Labeled area outline rows
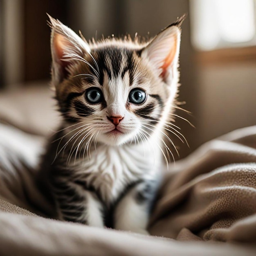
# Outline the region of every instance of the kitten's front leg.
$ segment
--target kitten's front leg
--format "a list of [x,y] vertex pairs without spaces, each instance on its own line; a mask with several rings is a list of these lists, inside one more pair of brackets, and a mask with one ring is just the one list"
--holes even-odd
[[76,186],[60,184],[54,187],[60,219],[103,227],[101,202],[93,192]]
[[155,195],[155,183],[152,181],[143,182],[128,191],[115,210],[115,229],[149,234],[146,229]]

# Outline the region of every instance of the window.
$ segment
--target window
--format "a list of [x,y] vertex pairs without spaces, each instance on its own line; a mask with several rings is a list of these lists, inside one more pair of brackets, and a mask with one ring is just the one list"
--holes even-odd
[[190,0],[191,43],[200,51],[256,45],[256,0]]

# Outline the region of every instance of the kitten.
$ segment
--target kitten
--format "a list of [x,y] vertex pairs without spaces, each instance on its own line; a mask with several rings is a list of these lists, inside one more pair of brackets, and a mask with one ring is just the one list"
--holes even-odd
[[58,218],[147,234],[177,93],[184,17],[143,43],[88,43],[49,18],[52,84],[63,119],[40,172]]

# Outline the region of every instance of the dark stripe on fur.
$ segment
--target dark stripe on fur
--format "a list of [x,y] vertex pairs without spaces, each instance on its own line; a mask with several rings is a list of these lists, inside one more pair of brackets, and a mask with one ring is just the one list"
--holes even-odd
[[150,103],[141,108],[136,110],[135,111],[135,114],[144,118],[152,119],[152,118],[150,118],[150,115],[154,111],[155,107],[155,106],[154,103]]
[[149,94],[150,97],[155,99],[158,101],[158,104],[162,107],[163,106],[163,101],[161,97],[158,94]]
[[86,117],[92,115],[94,112],[93,108],[86,106],[78,101],[76,101],[74,102],[74,106],[76,112],[76,114],[79,117]]

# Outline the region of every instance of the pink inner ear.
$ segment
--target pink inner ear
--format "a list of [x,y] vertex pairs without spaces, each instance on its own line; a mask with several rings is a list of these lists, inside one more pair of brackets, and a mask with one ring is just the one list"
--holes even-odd
[[63,61],[61,60],[64,55],[64,50],[67,47],[67,45],[68,42],[65,36],[60,34],[55,35],[54,38],[54,45],[55,53],[56,55],[57,61],[63,65]]
[[167,54],[167,57],[164,59],[164,63],[161,67],[161,68],[162,69],[162,72],[160,75],[163,78],[165,77],[167,70],[170,67],[170,65],[173,63],[175,56],[177,48],[177,38],[174,38],[173,40],[174,42],[170,50],[170,52]]

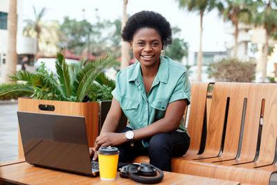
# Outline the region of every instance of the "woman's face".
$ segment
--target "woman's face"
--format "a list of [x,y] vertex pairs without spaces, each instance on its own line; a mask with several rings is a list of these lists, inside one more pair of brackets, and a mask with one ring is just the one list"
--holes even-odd
[[141,66],[159,65],[163,44],[161,35],[155,29],[142,28],[138,30],[130,41],[130,47]]

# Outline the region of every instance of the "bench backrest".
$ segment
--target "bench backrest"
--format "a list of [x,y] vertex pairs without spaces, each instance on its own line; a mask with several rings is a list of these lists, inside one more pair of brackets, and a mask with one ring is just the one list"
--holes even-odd
[[253,161],[259,147],[263,112],[258,160],[273,162],[277,132],[274,124],[277,121],[276,89],[277,85],[272,84],[216,82],[203,155]]
[[191,103],[188,123],[190,143],[186,156],[196,155],[200,150],[208,85],[208,82],[191,82]]

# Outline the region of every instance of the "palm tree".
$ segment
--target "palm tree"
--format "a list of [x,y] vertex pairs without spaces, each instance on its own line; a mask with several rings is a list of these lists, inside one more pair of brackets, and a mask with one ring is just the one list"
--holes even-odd
[[[269,38],[277,31],[277,2],[274,0],[258,1],[258,8],[252,8],[253,21],[256,26],[263,26],[265,30],[264,61],[262,63],[262,78],[264,82],[267,78],[267,56],[269,54]],[[258,11],[262,10],[262,11]]]
[[226,0],[226,8],[222,9],[224,21],[230,20],[235,26],[235,45],[233,56],[237,58],[238,24],[240,21],[249,24],[251,15],[249,7],[253,1],[251,0]]
[[39,12],[37,13],[37,10],[35,6],[33,6],[33,9],[35,15],[35,19],[32,20],[30,19],[28,19],[24,20],[25,22],[27,23],[27,25],[24,29],[24,33],[27,36],[30,36],[30,32],[33,31],[36,33],[37,38],[37,52],[39,51],[39,39],[40,37],[40,34],[42,33],[42,28],[44,28],[42,19],[45,15],[46,12],[46,8],[44,7]]
[[197,54],[197,80],[201,81],[201,73],[202,67],[202,35],[203,35],[203,16],[205,11],[210,12],[217,4],[217,0],[176,0],[181,8],[186,8],[188,11],[197,11],[200,15],[200,42]]
[[[125,24],[127,19],[127,4],[128,3],[128,0],[123,0],[123,11],[122,14],[122,19],[121,19],[121,31],[125,26]],[[127,42],[122,41],[121,46],[121,63],[120,63],[120,69],[123,69],[124,68],[129,66],[129,46]]]
[[17,14],[17,0],[10,0],[8,13],[8,51],[4,81],[9,82],[8,76],[16,71]]

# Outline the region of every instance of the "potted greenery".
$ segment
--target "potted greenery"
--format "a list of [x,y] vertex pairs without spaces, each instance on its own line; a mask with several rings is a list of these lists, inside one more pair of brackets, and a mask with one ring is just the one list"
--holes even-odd
[[[53,73],[47,72],[44,64],[36,73],[19,71],[10,76],[15,83],[0,89],[0,96],[28,91],[32,94],[30,97],[19,98],[19,111],[84,116],[89,145],[91,147],[99,134],[99,103],[91,100],[99,98],[96,91],[105,94],[115,87],[115,82],[102,72],[115,58],[116,56],[107,56],[89,62],[81,60],[78,65],[72,67],[66,63],[64,55],[57,53],[57,79]],[[19,135],[19,158],[21,157],[24,155]]]

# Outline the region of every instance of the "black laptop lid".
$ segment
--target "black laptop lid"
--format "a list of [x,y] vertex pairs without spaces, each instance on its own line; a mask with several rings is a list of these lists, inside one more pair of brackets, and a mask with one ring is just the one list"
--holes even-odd
[[84,117],[17,112],[26,161],[91,175]]

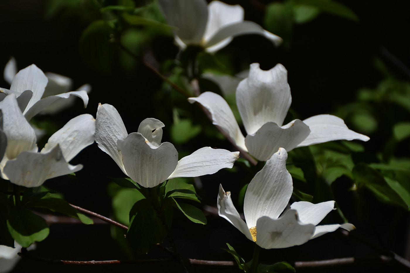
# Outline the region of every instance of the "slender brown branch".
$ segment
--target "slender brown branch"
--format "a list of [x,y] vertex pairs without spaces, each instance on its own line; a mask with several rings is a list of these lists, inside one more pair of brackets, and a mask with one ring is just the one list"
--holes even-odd
[[128,227],[127,227],[125,225],[123,225],[122,224],[118,223],[118,222],[116,222],[113,220],[112,220],[109,218],[106,217],[105,216],[102,216],[102,215],[99,214],[98,213],[96,213],[93,212],[91,212],[90,210],[88,210],[88,209],[83,209],[80,207],[78,207],[78,206],[75,206],[71,204],[70,204],[70,205],[72,207],[73,207],[74,208],[76,209],[79,210],[80,212],[84,212],[85,213],[87,213],[87,214],[89,214],[90,215],[92,215],[93,216],[95,217],[97,217],[97,218],[99,218],[101,219],[103,221],[105,221],[105,222],[107,222],[107,223],[109,223],[110,224],[112,224],[113,225],[116,225],[117,227],[119,227],[120,228],[121,228],[122,229],[125,230],[128,230]]
[[133,52],[130,50],[129,49],[127,48],[126,47],[124,46],[121,43],[118,41],[117,43],[118,46],[121,49],[124,50],[125,52],[127,53],[128,55],[130,55],[134,59],[138,60],[142,63],[143,64],[148,68],[149,68],[152,71],[154,72],[157,76],[161,78],[162,80],[164,81],[166,83],[169,84],[171,87],[175,89],[175,90],[178,91],[182,96],[186,97],[186,98],[189,98],[189,97],[191,97],[192,96],[190,94],[189,94],[186,90],[184,90],[179,86],[175,84],[175,83],[170,81],[168,78],[163,75],[162,74],[158,71],[157,68],[155,67],[154,66],[152,65],[150,62],[147,61],[144,59],[141,58],[139,56],[138,56]]

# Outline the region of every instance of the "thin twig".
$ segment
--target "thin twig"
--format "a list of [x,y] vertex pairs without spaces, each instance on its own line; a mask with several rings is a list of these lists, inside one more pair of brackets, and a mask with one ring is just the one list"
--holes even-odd
[[105,216],[102,216],[102,215],[99,214],[98,213],[96,213],[93,212],[91,212],[90,210],[88,210],[88,209],[83,209],[82,207],[78,207],[78,206],[75,206],[71,204],[70,204],[70,205],[72,207],[73,207],[74,208],[76,209],[79,210],[80,212],[84,212],[85,213],[87,213],[87,214],[89,214],[90,215],[92,215],[93,216],[97,217],[97,218],[99,218],[103,221],[105,221],[107,223],[109,223],[110,224],[112,224],[113,225],[116,225],[117,227],[119,227],[120,228],[121,228],[122,229],[125,230],[128,230],[128,227],[127,227],[125,225],[123,225],[122,224],[118,223],[118,222],[116,222],[113,220],[112,220],[109,218],[106,217]]
[[128,55],[134,58],[134,59],[139,61],[141,63],[142,63],[144,66],[146,66],[148,68],[149,68],[152,71],[155,73],[155,74],[159,77],[162,80],[164,81],[166,83],[169,84],[171,87],[175,89],[175,90],[179,92],[181,95],[185,96],[186,98],[189,98],[192,96],[190,94],[188,93],[186,91],[184,90],[181,87],[180,87],[178,85],[175,84],[175,83],[170,81],[168,78],[163,75],[162,74],[158,71],[158,69],[157,69],[154,66],[151,64],[144,59],[141,59],[139,57],[139,56],[137,55],[134,54],[133,52],[130,50],[129,49],[127,48],[126,47],[124,46],[121,42],[118,42],[117,43],[118,46],[122,50],[124,50],[125,52],[127,53]]

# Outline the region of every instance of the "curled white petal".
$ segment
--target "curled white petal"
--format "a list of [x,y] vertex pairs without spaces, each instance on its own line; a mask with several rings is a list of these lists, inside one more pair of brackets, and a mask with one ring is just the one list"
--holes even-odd
[[197,102],[209,111],[212,116],[212,123],[219,126],[236,144],[247,151],[245,146],[245,138],[228,102],[218,94],[205,92],[196,98],[189,98],[189,102]]
[[287,151],[293,150],[310,132],[309,127],[298,119],[281,127],[274,122],[268,122],[255,134],[246,136],[245,143],[250,154],[265,161],[280,147]]
[[161,140],[162,139],[162,127],[165,126],[160,121],[149,118],[141,122],[137,132],[151,144],[158,147],[161,145]]
[[292,195],[292,177],[286,170],[287,153],[280,148],[266,162],[248,186],[244,214],[248,227],[255,227],[263,216],[279,217]]
[[230,192],[225,193],[222,185],[219,184],[219,191],[218,195],[218,214],[219,216],[228,220],[239,231],[245,234],[249,240],[253,241],[251,232],[246,224],[241,218],[238,211],[235,208],[231,199]]
[[117,147],[118,139],[125,139],[128,134],[117,109],[112,105],[98,105],[96,118],[96,142],[98,148],[108,154],[125,174],[123,156]]
[[256,224],[256,243],[261,247],[282,248],[305,243],[314,232],[314,225],[298,221],[296,210],[289,209],[278,219],[261,217]]
[[146,188],[152,188],[166,180],[178,163],[178,152],[169,142],[158,147],[148,145],[142,134],[132,133],[118,140],[118,149],[123,155],[126,173]]
[[249,75],[238,86],[236,102],[248,134],[267,122],[282,126],[292,102],[286,69],[278,64],[265,71],[252,64]]
[[204,147],[181,158],[168,179],[215,173],[221,169],[232,168],[239,158],[239,152]]
[[47,152],[58,143],[64,158],[69,162],[81,150],[94,142],[95,121],[89,114],[71,119],[50,137],[41,152]]
[[9,160],[3,171],[10,182],[25,187],[37,187],[47,179],[80,171],[82,165],[68,164],[58,144],[48,152],[22,152]]
[[304,120],[310,134],[298,147],[308,146],[333,140],[359,139],[367,141],[370,138],[351,130],[342,118],[332,115],[317,115]]

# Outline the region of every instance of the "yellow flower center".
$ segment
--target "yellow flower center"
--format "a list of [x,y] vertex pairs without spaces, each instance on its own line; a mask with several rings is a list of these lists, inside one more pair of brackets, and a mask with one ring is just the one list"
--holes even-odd
[[251,228],[249,229],[251,232],[251,235],[252,237],[252,239],[254,242],[256,242],[256,227]]

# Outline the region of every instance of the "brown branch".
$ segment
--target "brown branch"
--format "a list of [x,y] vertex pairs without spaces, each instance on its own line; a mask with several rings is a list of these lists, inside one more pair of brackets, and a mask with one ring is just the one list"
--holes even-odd
[[78,206],[75,206],[74,205],[71,204],[70,204],[70,205],[80,212],[87,213],[87,214],[90,215],[92,215],[95,217],[101,219],[103,221],[107,222],[107,223],[109,223],[110,224],[112,224],[113,225],[116,225],[117,227],[119,227],[120,228],[125,230],[128,230],[128,227],[125,225],[123,225],[122,224],[118,223],[118,222],[116,222],[113,220],[112,220],[109,218],[106,217],[105,216],[102,216],[102,215],[99,214],[98,213],[96,213],[93,212],[91,212],[90,210],[88,210],[88,209],[83,209],[80,207],[78,207]]

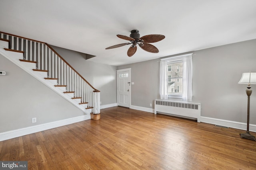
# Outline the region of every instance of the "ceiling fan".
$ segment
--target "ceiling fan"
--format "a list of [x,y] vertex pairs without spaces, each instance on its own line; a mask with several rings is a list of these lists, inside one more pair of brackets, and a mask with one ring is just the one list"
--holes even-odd
[[155,43],[165,38],[164,35],[159,34],[151,34],[140,37],[139,31],[134,29],[131,31],[130,37],[125,35],[117,35],[116,36],[121,39],[128,40],[130,43],[123,43],[106,48],[106,49],[111,49],[119,47],[126,45],[132,44],[132,46],[128,49],[127,55],[132,57],[137,51],[137,45],[146,51],[150,53],[157,53],[159,52],[158,49],[154,45],[148,43]]

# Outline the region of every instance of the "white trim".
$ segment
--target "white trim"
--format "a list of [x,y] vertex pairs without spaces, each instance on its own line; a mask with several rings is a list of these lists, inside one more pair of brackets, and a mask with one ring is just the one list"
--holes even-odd
[[106,109],[106,108],[112,107],[115,106],[117,106],[117,103],[106,104],[105,105],[101,105],[100,109]]
[[170,57],[165,58],[164,59],[160,59],[160,60],[179,60],[182,59],[183,57],[187,56],[188,55],[192,55],[193,54],[192,53],[190,53],[189,54],[186,54],[184,55],[181,55],[178,56],[174,56],[174,57]]
[[89,120],[90,119],[90,115],[84,115],[3,132],[0,133],[0,141]]
[[[154,109],[144,107],[142,107],[137,106],[131,106],[130,109],[149,113],[154,113]],[[201,122],[226,126],[246,131],[247,129],[247,124],[246,123],[244,123],[213,118],[211,117],[208,117],[204,116],[201,116],[200,121]],[[251,132],[256,132],[256,125],[250,124],[249,126],[249,130]]]
[[147,108],[147,107],[143,107],[140,106],[130,106],[130,109],[134,109],[135,110],[140,110],[141,111],[146,111],[146,112],[152,113],[155,113],[154,109],[150,108]]
[[[246,123],[207,117],[204,116],[201,117],[201,122],[213,125],[226,126],[232,128],[237,129],[238,129],[246,130],[247,129],[247,124]],[[250,124],[249,129],[250,131],[256,132],[256,125]]]

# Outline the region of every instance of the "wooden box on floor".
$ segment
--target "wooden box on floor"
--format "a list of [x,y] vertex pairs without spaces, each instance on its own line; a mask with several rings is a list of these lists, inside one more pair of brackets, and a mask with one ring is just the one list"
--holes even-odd
[[100,113],[94,114],[91,113],[91,119],[93,120],[98,120],[100,119]]

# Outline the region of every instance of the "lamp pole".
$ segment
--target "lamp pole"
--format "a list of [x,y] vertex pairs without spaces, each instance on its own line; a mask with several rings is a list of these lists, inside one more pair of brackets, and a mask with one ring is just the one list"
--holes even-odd
[[256,141],[255,137],[251,135],[249,131],[249,124],[250,122],[250,97],[252,92],[252,90],[251,89],[251,87],[250,86],[250,84],[248,84],[247,86],[247,89],[246,90],[248,98],[247,102],[247,129],[246,133],[240,133],[240,136],[241,138]]

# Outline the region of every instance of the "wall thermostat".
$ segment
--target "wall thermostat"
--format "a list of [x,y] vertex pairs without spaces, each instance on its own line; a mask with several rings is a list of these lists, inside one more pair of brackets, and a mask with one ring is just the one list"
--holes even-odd
[[0,76],[5,76],[6,72],[4,71],[0,71]]

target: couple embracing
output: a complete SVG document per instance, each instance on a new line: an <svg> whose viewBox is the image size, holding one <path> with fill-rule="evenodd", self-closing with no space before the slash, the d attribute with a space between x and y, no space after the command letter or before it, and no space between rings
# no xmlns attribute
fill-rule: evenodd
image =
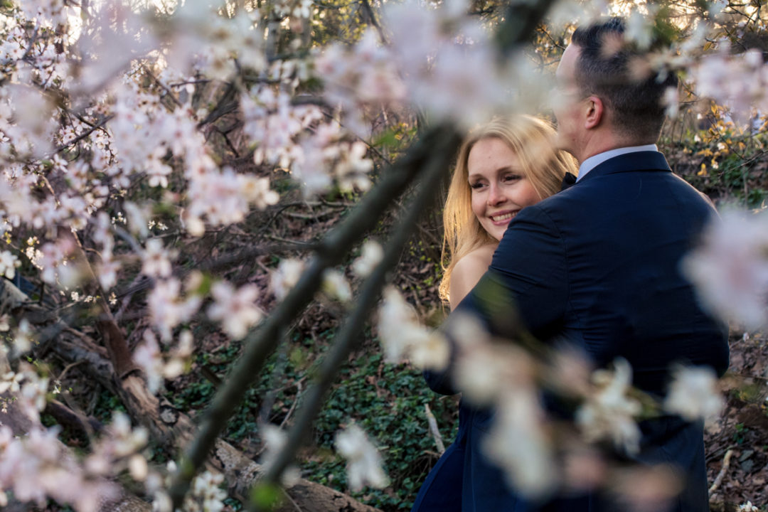
<svg viewBox="0 0 768 512"><path fill-rule="evenodd" d="M728 365L727 326L701 310L679 269L717 213L671 173L655 145L661 100L676 77L633 80L637 54L604 49L624 31L621 19L611 18L574 32L556 73L556 135L523 117L493 122L465 140L445 208L452 262L442 291L452 315L473 314L495 335L503 337L505 326L491 308L518 315L544 342L575 344L596 367L624 358L633 385L661 397L674 363L719 374ZM579 162L578 178L568 179L575 166L554 146ZM483 296L499 286L505 293ZM425 377L437 392L461 391L450 368ZM532 503L509 489L481 449L477 425L488 414L462 405L457 439L413 512L622 510L598 491ZM666 416L639 426L641 450L628 458L667 463L684 475L668 510L708 510L703 425Z"/></svg>

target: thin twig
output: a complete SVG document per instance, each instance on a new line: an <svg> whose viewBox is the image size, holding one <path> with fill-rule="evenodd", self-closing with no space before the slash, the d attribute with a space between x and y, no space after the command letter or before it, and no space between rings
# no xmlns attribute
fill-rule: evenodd
<svg viewBox="0 0 768 512"><path fill-rule="evenodd" d="M362 340L361 332L371 310L379 300L382 288L386 282L387 273L399 261L402 247L413 233L419 218L436 199L435 188L440 183L442 175L453 157L452 149L458 147L458 134L453 133L451 135L452 136L442 137L433 147L432 152L435 157L431 159L423 171L425 176L423 183L420 183L419 195L413 199L410 208L388 240L381 263L363 283L359 296L355 299L354 310L347 317L346 322L334 340L333 346L323 360L317 372L316 382L306 391L302 408L296 414L296 421L288 433L285 446L270 464L260 482L269 485L280 481L283 471L293 461L299 447L304 441L341 365L348 360L349 354ZM258 510L257 504L252 503L251 510Z"/></svg>
<svg viewBox="0 0 768 512"><path fill-rule="evenodd" d="M217 392L194 438L177 464L169 494L178 507L189 489L192 478L208 457L217 438L229 418L242 402L246 392L258 378L266 358L271 354L291 321L306 307L319 289L323 271L343 260L349 249L370 230L392 203L402 194L427 164L435 158L435 147L445 140L458 146L452 130L433 129L403 158L399 168L392 169L378 187L364 197L357 207L318 244L317 253L307 266L296 286L260 328L246 339L243 354L233 368L227 382Z"/></svg>
<svg viewBox="0 0 768 512"><path fill-rule="evenodd" d="M723 483L723 479L725 477L725 474L728 471L728 467L730 466L730 457L733 455L733 450L728 450L725 452L725 457L723 457L723 467L720 467L720 473L717 474L717 477L715 478L715 481L712 483L712 487L710 487L710 494L713 493L717 490L717 487L720 486Z"/></svg>
<svg viewBox="0 0 768 512"><path fill-rule="evenodd" d="M424 404L424 409L427 414L427 423L429 424L429 431L435 438L435 444L437 445L438 451L442 455L445 453L445 445L442 443L442 436L440 435L440 431L437 428L437 420L435 419L435 415L429 409L429 404Z"/></svg>

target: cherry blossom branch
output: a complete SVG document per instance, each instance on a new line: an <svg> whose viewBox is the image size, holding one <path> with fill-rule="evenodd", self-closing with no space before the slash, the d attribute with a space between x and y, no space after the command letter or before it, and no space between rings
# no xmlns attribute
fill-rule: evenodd
<svg viewBox="0 0 768 512"><path fill-rule="evenodd" d="M97 123L96 124L92 125L91 128L89 128L88 130L86 130L85 131L84 131L83 133L81 133L80 135L78 135L76 137L74 137L74 139L72 139L69 142L68 142L68 143L66 143L65 144L61 144L61 146L59 146L58 147L57 147L54 150L53 154L56 154L57 153L61 153L61 151L63 151L64 150L67 149L68 147L71 147L72 146L74 146L74 144L78 144L78 142L80 142L83 139L87 138L89 135L91 135L91 134L94 133L97 130L99 130L104 124L106 124L107 123L108 123L109 121L111 121L112 120L112 118L114 118L114 114L105 117L104 119L102 119L101 121L100 121L98 123Z"/></svg>
<svg viewBox="0 0 768 512"><path fill-rule="evenodd" d="M312 421L323 406L325 395L333 383L342 365L349 355L363 339L361 332L371 310L379 301L382 288L386 282L387 273L397 265L402 253L402 247L413 233L422 214L437 199L435 190L442 178L442 174L449 167L454 151L458 147L460 139L457 134L447 134L432 148L435 157L432 158L428 167L423 171L425 176L419 185L418 196L413 199L410 208L402 216L399 226L386 243L386 249L382 262L366 280L359 296L355 300L355 309L347 318L346 323L336 336L333 348L323 360L318 372L316 382L304 397L303 405L296 414L296 421L288 434L285 446L276 455L273 462L260 481L266 485L276 484L285 468L293 461L296 451L304 441ZM251 504L251 507L256 507Z"/></svg>
<svg viewBox="0 0 768 512"><path fill-rule="evenodd" d="M243 356L233 369L204 415L200 429L179 461L174 475L170 495L178 507L190 484L204 464L217 438L230 417L243 401L246 391L258 378L264 362L282 339L286 327L310 303L322 283L323 271L340 263L353 246L373 229L382 213L394 198L405 192L422 171L432 167L435 158L445 161L435 147L444 147L446 141L458 145L458 137L452 128L439 127L431 130L401 164L387 173L375 190L369 193L359 206L339 227L318 245L317 253L307 266L296 286L278 306L260 329L246 339ZM448 145L451 147L451 145ZM443 169L445 167L444 167Z"/></svg>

[YOUR GOAL] Show every line in the rows above that contains the string "backrest".

[EXERCISE OUTPUT]
# Outline the region of every instance of the "bench backrest".
--target "bench backrest"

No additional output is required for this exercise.